* [Supplied entries]
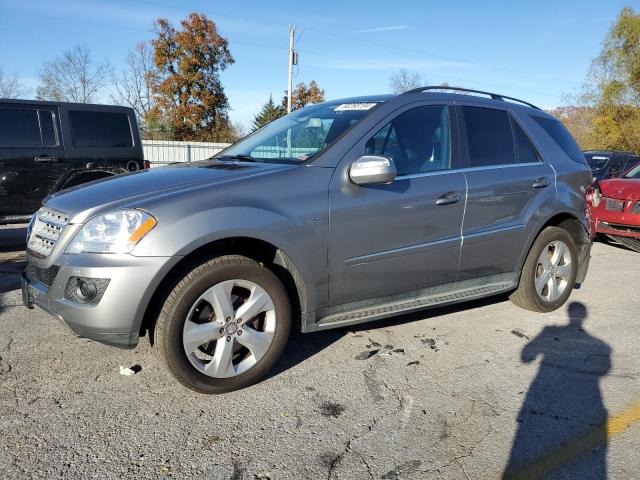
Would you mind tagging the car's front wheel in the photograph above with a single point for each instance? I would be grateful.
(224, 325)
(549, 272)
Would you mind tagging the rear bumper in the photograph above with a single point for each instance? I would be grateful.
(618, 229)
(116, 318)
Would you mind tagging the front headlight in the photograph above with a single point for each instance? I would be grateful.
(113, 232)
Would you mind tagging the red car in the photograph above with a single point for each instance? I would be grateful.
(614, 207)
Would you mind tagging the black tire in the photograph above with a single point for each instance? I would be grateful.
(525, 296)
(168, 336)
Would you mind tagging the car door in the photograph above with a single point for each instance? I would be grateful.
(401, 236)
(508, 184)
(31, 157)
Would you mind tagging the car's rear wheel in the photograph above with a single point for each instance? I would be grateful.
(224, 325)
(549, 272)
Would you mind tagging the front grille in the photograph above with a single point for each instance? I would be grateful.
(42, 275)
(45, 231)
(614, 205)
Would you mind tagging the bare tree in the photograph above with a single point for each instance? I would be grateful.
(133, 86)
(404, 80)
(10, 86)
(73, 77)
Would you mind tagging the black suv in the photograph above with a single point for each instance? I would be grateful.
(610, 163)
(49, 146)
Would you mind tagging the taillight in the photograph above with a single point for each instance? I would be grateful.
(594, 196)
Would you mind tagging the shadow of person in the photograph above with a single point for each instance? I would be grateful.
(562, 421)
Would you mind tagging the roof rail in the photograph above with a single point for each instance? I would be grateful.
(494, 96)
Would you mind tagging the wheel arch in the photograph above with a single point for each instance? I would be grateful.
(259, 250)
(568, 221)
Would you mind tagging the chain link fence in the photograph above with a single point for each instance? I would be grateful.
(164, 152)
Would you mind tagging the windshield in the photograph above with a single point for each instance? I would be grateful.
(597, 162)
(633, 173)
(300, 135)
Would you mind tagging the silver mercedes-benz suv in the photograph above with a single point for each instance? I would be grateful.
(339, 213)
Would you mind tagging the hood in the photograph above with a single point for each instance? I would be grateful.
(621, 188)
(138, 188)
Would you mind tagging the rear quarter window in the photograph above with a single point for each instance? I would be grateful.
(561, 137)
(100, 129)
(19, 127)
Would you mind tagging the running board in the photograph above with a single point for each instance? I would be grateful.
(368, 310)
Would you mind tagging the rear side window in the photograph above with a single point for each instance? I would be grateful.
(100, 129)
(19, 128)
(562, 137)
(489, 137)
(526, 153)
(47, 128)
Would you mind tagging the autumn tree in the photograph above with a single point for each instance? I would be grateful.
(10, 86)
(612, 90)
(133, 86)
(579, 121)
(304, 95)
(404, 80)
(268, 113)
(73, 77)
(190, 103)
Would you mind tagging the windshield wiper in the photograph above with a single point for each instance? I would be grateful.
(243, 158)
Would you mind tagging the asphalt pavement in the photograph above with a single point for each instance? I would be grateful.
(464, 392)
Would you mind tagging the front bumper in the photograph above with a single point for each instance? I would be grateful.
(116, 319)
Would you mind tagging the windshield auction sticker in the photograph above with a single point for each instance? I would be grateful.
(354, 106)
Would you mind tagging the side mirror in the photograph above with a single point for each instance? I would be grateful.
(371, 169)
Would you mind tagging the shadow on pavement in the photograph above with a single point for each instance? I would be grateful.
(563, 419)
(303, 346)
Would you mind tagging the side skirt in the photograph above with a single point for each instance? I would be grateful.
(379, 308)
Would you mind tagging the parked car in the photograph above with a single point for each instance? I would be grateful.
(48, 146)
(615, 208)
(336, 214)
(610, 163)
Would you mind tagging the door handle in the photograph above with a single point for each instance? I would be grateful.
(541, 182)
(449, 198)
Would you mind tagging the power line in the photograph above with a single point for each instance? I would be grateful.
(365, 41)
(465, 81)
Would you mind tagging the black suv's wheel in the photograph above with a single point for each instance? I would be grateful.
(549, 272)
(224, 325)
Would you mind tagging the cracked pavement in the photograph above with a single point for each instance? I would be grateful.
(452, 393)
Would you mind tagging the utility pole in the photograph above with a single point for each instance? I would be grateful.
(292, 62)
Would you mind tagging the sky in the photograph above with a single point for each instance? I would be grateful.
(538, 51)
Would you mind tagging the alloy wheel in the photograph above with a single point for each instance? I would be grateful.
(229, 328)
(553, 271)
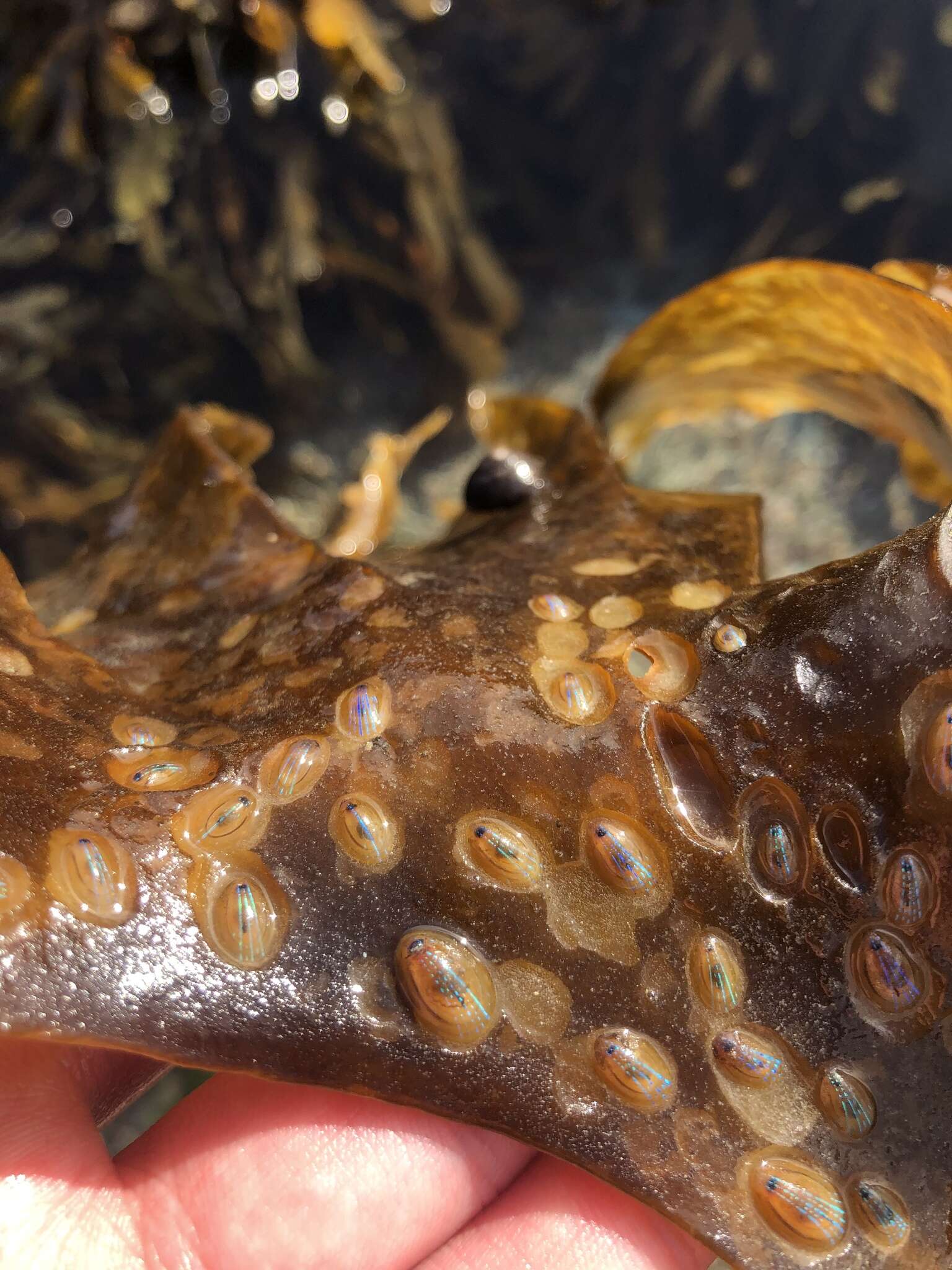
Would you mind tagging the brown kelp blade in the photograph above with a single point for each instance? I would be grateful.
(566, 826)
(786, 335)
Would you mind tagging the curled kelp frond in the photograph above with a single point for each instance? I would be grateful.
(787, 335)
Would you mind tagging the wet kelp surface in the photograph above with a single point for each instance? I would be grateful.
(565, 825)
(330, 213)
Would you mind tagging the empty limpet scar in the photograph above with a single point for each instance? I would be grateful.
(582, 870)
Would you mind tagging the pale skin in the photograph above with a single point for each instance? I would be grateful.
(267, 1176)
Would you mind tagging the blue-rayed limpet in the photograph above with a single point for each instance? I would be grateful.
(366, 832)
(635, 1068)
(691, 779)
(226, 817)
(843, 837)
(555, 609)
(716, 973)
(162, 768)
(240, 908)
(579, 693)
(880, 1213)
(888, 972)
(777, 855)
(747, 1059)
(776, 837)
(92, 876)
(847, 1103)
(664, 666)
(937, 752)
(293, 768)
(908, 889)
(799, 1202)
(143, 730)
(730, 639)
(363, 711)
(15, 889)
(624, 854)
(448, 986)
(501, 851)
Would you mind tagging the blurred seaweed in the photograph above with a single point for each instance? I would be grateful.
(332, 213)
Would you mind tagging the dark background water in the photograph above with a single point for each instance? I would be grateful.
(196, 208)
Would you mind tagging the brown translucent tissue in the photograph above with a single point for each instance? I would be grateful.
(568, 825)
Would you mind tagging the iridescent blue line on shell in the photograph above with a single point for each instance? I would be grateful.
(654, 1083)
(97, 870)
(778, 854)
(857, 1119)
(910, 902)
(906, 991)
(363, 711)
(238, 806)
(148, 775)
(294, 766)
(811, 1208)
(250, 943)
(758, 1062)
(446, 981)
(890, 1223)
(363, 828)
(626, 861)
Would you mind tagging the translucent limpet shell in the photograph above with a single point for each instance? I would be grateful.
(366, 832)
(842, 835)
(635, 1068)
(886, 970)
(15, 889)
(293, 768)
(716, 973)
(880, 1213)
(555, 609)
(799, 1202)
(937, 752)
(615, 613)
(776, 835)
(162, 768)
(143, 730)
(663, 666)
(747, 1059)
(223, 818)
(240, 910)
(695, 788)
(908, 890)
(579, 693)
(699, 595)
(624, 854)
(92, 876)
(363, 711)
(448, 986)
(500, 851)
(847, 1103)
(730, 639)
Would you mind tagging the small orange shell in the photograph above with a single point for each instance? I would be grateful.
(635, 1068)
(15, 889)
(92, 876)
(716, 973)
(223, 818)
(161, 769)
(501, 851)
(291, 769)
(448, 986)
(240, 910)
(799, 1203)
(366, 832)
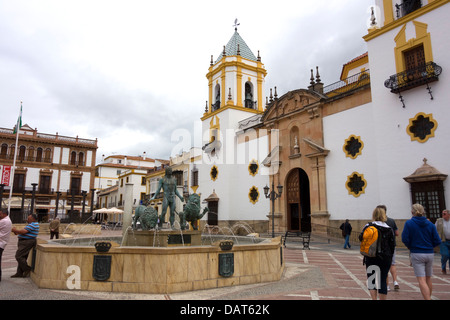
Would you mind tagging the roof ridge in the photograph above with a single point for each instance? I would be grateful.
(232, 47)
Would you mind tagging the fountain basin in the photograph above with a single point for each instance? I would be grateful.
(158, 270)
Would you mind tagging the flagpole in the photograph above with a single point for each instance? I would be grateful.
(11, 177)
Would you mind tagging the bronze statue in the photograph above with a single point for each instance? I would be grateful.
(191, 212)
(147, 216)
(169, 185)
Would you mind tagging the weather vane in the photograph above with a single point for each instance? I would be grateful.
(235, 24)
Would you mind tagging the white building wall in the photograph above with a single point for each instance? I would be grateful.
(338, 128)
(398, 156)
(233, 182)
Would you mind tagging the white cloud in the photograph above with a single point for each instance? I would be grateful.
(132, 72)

* * *

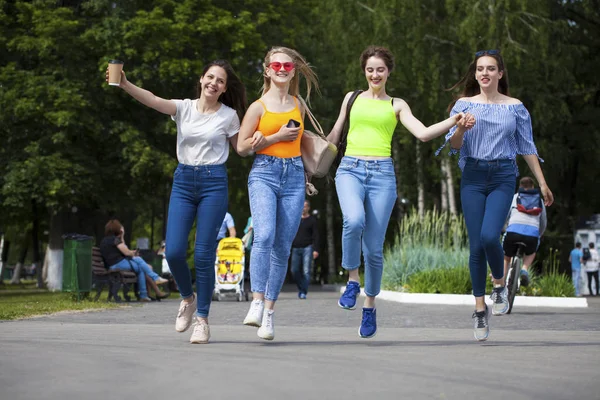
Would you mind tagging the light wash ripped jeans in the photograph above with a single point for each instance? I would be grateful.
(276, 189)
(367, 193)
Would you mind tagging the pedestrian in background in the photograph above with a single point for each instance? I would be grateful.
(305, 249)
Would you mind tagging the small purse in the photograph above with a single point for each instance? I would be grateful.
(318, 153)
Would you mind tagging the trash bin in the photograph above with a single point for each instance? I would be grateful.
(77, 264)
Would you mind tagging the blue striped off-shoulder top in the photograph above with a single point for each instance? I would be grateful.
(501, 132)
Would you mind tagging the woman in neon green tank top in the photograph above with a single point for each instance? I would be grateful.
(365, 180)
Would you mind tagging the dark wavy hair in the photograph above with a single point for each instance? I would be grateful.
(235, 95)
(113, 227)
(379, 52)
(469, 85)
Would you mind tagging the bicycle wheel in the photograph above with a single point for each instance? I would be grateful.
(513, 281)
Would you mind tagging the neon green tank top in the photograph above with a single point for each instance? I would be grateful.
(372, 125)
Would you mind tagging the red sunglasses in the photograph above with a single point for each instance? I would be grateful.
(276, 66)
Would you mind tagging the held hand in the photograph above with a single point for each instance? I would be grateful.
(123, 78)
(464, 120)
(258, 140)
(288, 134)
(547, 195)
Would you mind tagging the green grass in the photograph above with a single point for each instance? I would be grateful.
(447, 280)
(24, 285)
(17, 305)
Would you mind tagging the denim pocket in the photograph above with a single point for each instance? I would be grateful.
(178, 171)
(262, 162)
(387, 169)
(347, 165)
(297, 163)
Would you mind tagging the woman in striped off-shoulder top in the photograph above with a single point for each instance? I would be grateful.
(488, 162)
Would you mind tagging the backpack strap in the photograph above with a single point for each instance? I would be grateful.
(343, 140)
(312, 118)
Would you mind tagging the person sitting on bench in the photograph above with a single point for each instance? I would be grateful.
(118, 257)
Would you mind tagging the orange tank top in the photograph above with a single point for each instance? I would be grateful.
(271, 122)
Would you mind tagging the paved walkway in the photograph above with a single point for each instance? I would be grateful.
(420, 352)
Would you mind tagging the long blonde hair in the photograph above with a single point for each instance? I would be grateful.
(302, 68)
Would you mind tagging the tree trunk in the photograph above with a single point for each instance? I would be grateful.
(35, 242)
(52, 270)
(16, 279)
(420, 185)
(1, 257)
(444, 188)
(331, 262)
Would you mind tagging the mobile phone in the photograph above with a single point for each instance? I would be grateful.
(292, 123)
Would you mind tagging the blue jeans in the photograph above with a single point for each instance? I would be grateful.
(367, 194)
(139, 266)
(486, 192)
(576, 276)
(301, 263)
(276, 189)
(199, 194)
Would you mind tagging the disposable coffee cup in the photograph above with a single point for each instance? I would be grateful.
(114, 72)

--

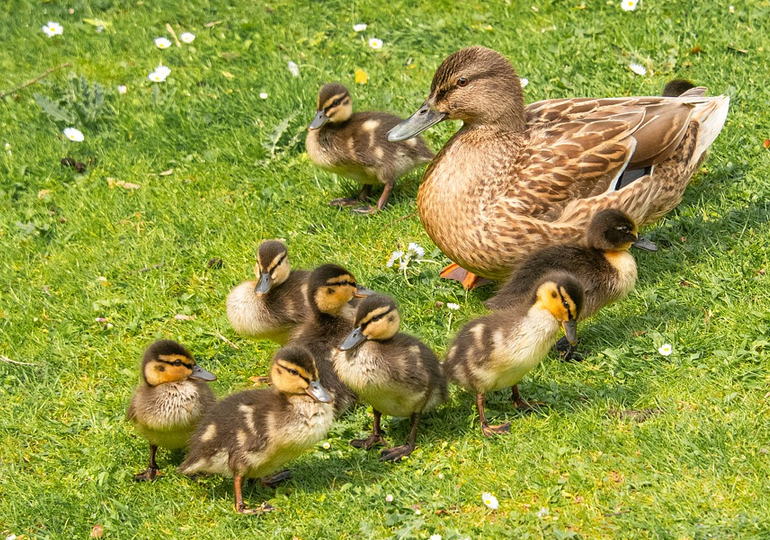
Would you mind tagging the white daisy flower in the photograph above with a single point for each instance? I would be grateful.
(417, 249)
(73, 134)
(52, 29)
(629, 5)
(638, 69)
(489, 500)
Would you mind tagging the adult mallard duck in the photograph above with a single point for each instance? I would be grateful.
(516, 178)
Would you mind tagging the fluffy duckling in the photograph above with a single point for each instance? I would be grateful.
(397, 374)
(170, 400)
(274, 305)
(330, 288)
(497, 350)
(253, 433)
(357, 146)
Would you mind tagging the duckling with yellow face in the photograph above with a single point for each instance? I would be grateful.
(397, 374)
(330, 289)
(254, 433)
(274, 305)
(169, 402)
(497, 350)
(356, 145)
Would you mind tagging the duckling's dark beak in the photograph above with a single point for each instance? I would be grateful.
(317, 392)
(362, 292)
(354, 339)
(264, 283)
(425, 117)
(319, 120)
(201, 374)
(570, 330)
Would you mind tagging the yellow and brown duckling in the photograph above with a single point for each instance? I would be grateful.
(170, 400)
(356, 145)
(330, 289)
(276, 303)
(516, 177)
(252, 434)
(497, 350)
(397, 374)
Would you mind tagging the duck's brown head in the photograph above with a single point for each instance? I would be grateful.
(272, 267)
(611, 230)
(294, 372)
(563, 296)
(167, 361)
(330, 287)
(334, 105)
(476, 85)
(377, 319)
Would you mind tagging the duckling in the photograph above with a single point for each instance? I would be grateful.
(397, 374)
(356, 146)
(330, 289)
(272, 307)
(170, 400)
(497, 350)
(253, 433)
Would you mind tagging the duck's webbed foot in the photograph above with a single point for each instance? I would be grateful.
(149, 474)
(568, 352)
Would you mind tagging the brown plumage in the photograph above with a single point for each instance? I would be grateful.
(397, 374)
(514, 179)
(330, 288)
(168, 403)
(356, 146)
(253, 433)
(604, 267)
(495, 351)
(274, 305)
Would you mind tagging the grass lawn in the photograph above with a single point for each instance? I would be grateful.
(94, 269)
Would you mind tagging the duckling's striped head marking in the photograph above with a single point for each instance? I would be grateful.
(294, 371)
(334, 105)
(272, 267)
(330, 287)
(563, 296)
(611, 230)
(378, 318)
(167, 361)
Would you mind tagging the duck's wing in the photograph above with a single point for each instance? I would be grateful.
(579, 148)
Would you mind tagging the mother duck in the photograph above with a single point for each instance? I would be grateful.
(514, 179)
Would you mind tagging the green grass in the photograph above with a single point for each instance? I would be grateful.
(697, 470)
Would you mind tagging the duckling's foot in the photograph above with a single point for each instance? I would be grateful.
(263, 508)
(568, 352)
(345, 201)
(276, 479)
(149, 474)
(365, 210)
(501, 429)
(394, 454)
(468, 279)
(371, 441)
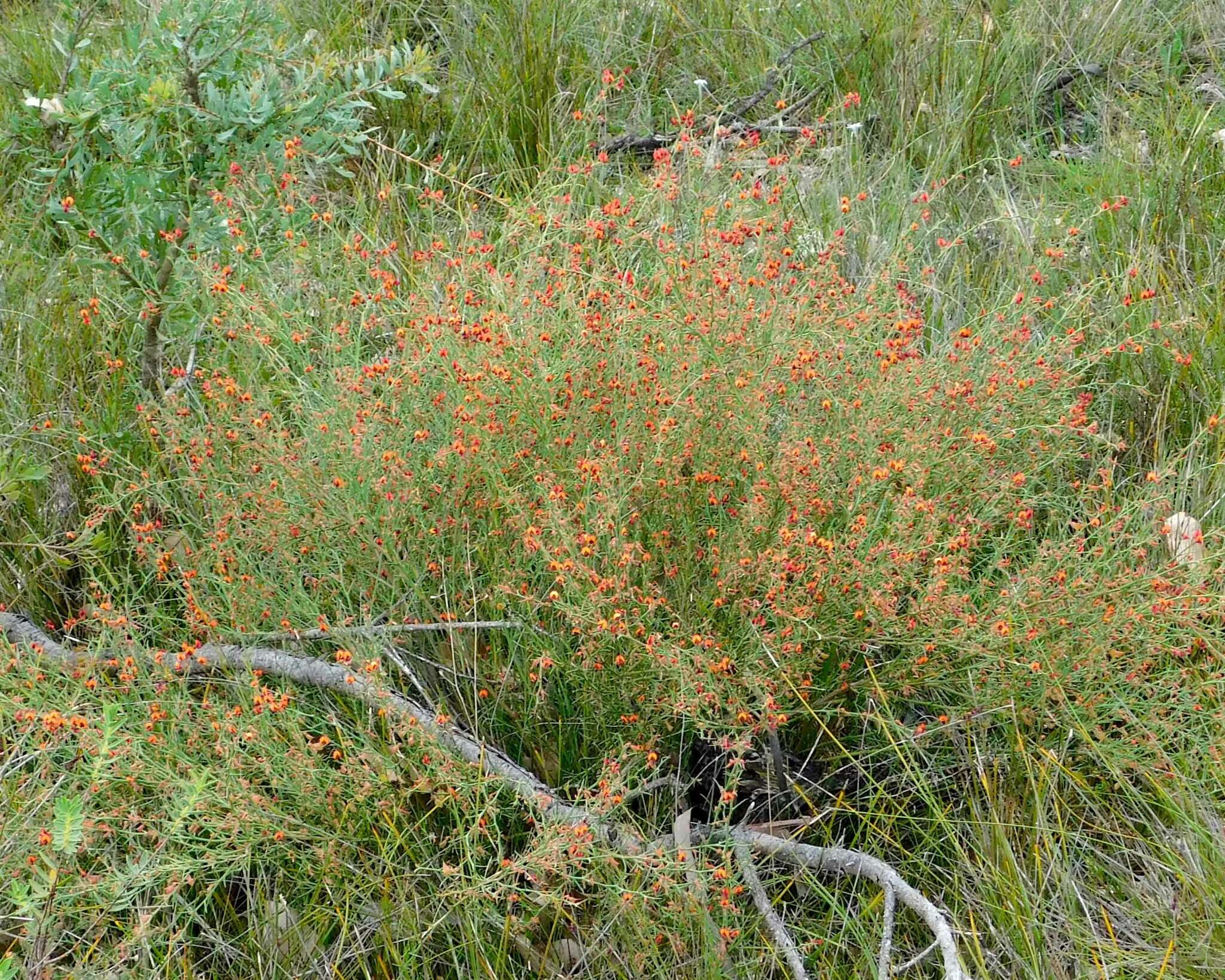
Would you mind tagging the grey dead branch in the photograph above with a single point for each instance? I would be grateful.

* [Written instruction] Copy out the part of the material that opens with the line containing "Would you mind tagging the duckling's striped" and closes with the line containing "Would you mind tagging the grey", including both of those lines. Leave the pictures out.

* [Exercise solution]
Would you mind tagging the duckling's striped head marking in the photograph above with a single point for each instance? I would be grateful.
(294, 371)
(334, 105)
(272, 267)
(330, 287)
(563, 296)
(611, 230)
(378, 318)
(167, 361)
Would you mind tagging the duck's wing in the photograph above with a single point for each instance? I would be grateful.
(579, 148)
Would you mind tagging the mother duck in the photograph above with a single point for each instance? I would be grateful.
(514, 179)
Would you mind tagging the green grass in the photograph above with a single point for each instance? I would be grateful.
(697, 470)
Would you mind tagging the duckling's foot in the photograph above with a single point for each instance? I would be grateful.
(263, 508)
(568, 352)
(345, 201)
(276, 479)
(149, 474)
(365, 210)
(501, 429)
(394, 454)
(468, 279)
(371, 441)
Would you mind tagging the grey dead branch in the photograph above with a single point for each instance? I would be grateful.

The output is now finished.